== Task brief ==
The line containing "Where can you spot the blue logo" marks where to begin; quote it and every line after it through the end of the data, exactly as written.

== The data ==
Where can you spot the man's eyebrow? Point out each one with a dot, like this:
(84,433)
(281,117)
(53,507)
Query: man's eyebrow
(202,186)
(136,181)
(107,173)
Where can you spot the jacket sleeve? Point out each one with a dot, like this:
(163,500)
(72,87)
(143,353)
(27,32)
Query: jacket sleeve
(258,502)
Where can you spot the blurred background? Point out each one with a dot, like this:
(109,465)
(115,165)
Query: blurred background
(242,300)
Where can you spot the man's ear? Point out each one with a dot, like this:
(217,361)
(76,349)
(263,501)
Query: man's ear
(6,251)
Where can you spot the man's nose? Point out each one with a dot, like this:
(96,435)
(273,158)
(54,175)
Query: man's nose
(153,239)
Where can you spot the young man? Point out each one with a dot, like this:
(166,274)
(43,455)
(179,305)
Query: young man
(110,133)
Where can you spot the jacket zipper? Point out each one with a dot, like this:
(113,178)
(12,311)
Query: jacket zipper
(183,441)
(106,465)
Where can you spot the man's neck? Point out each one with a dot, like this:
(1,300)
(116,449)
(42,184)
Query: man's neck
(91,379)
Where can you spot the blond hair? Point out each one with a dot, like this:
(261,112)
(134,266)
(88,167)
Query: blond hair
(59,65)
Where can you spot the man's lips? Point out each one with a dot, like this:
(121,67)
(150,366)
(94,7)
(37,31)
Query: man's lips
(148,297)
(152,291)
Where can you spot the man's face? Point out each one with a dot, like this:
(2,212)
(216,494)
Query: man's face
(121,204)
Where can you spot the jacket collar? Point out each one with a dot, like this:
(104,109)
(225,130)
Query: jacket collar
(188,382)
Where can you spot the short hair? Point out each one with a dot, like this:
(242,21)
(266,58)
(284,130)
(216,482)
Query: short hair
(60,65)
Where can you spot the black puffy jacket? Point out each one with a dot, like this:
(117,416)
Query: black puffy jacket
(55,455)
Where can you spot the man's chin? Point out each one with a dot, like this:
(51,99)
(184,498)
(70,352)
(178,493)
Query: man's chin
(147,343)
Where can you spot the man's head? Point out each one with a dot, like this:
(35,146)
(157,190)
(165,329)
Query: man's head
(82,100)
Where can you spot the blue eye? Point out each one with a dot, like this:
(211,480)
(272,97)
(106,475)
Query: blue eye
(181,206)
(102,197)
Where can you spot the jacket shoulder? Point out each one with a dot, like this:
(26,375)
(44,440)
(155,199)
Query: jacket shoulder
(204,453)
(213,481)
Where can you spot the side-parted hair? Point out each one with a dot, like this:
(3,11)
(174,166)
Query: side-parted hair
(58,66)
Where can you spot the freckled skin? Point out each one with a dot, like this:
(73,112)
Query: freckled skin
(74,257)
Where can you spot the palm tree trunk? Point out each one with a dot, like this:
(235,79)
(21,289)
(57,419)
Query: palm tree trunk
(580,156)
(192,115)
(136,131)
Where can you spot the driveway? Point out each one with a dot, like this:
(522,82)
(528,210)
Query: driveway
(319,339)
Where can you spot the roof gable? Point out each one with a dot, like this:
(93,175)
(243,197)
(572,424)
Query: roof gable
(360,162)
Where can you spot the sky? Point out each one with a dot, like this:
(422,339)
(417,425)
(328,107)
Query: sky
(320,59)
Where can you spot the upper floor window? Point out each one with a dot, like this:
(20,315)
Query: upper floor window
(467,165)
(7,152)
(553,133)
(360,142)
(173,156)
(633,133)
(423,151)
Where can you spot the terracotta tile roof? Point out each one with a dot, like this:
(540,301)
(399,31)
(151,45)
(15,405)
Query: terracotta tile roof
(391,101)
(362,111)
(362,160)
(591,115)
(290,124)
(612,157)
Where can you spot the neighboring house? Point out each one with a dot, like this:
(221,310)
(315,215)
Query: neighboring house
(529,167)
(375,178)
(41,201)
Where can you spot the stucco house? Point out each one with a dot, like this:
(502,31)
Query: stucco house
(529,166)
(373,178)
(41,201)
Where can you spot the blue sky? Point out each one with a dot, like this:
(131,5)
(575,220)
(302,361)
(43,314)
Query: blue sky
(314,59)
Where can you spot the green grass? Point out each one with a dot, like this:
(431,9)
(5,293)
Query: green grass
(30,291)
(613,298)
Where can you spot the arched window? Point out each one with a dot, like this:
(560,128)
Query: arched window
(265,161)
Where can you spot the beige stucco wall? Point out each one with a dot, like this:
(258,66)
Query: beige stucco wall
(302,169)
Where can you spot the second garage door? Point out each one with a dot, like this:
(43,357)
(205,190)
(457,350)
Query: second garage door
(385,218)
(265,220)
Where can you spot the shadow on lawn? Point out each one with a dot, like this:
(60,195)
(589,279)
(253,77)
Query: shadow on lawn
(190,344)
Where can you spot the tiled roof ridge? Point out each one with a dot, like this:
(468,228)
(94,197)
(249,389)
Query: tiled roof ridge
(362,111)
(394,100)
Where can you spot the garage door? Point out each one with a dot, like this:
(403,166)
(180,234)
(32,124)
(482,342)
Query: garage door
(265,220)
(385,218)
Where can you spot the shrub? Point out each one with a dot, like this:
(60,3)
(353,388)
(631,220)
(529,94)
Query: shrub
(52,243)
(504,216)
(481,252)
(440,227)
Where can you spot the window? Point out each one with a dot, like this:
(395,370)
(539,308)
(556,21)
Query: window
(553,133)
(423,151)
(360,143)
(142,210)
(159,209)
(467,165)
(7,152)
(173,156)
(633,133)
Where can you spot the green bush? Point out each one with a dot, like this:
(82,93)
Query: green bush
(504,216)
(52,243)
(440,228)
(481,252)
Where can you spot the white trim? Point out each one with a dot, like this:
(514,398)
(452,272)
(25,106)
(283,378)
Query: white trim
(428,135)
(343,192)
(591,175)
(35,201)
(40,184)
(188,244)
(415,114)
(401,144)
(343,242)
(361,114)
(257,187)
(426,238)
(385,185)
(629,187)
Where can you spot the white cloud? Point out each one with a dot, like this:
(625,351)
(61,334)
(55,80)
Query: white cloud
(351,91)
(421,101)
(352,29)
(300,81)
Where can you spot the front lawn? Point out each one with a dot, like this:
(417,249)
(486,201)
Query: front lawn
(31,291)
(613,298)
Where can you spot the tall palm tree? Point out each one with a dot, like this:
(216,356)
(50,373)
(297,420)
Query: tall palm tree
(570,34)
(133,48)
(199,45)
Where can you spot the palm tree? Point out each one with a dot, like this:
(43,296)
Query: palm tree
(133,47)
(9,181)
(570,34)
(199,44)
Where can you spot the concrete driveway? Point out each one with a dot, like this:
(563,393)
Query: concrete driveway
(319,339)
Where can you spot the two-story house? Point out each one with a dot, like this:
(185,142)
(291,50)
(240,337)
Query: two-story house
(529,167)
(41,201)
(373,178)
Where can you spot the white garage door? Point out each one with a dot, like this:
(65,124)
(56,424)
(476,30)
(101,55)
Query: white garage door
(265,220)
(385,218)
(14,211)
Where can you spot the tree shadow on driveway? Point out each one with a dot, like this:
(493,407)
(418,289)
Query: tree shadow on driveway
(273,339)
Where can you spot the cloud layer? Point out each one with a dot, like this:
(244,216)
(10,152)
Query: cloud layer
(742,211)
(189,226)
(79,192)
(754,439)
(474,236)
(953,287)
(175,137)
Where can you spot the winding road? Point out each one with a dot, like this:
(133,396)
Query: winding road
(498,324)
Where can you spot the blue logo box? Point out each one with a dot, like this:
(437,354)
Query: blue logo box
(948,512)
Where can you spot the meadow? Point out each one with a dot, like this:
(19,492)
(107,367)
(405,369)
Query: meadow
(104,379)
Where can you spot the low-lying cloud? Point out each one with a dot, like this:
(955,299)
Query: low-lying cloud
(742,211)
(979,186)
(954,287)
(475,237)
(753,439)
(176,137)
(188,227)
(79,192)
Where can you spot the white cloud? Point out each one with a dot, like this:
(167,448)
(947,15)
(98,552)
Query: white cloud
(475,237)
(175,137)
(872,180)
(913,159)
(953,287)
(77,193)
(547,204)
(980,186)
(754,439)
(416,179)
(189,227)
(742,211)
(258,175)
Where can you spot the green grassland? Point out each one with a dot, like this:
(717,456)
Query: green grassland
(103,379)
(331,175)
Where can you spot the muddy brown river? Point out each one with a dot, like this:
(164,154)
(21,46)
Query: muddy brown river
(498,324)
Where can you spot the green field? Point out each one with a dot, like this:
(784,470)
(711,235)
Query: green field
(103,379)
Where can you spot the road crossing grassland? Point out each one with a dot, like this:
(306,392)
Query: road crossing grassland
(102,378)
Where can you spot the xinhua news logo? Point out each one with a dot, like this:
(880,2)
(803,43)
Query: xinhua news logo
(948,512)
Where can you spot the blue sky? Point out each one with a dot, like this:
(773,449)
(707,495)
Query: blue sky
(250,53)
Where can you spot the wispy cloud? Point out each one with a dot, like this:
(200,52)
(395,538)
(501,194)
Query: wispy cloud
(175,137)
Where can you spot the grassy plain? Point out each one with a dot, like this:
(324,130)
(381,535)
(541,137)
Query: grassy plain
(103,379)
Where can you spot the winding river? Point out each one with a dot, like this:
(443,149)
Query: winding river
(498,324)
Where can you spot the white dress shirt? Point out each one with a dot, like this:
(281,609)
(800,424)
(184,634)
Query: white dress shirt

== Written answer ==
Where can you spot the blue logo box? Point out each one with a dot, like this:
(437,354)
Query: blue logo box
(948,512)
Where can you spot the meadow? Point out each one with a dot, like this:
(19,492)
(107,367)
(405,369)
Query: meadow
(104,379)
Where can you spot the low-lying cloud? Point out each one with a dot, like this:
(955,299)
Query: low-lying cloud
(742,211)
(979,186)
(954,287)
(475,237)
(753,439)
(176,137)
(188,227)
(79,192)
Where can you spot the white cloud? Point out each one with a dot, like this:
(167,448)
(947,15)
(98,552)
Query: white cloud
(475,237)
(175,137)
(872,180)
(913,159)
(953,287)
(77,193)
(547,204)
(980,186)
(754,439)
(416,179)
(189,227)
(742,211)
(258,175)
Where can you spot the green grassland? Point out each one with a dot, like this:
(717,456)
Query: green grassland
(103,379)
(331,175)
Where can you spot the muddy brown river? Point out each one with a dot, like this:
(164,154)
(21,46)
Query: muddy brown river
(498,324)
Where can you spot the green field? Point out each one with a dot, like this:
(784,470)
(711,235)
Query: green field
(103,379)
Where can you spot the road crossing grassland? Point out each one with a dot, like this:
(306,392)
Query: road crossing grassland
(102,378)
Where can you spot the xinhua news logo? Point out each one with a dot, like this:
(880,2)
(803,43)
Query: xinhua news logo
(948,512)
Where can you spot the blue sky? Point out each one with a dot, like this:
(773,449)
(707,495)
Query: blue sky
(250,53)
Where can you spot the wispy cloud? Point out each one with a dot, like this:
(200,52)
(395,538)
(501,194)
Query: wispy cloud
(175,137)
Where can you spot the grassy plain? Point out each one with a dot, like this:
(324,130)
(381,535)
(541,137)
Query: grassy plain
(103,379)
Where can you spot the winding river? Point out each one with a dot, like this:
(443,149)
Query: winding river
(498,324)
Where can you spot the white dress shirt? Point out each one with a dot, like this:
(281,609)
(800,424)
(184,634)
Query: white dress shirt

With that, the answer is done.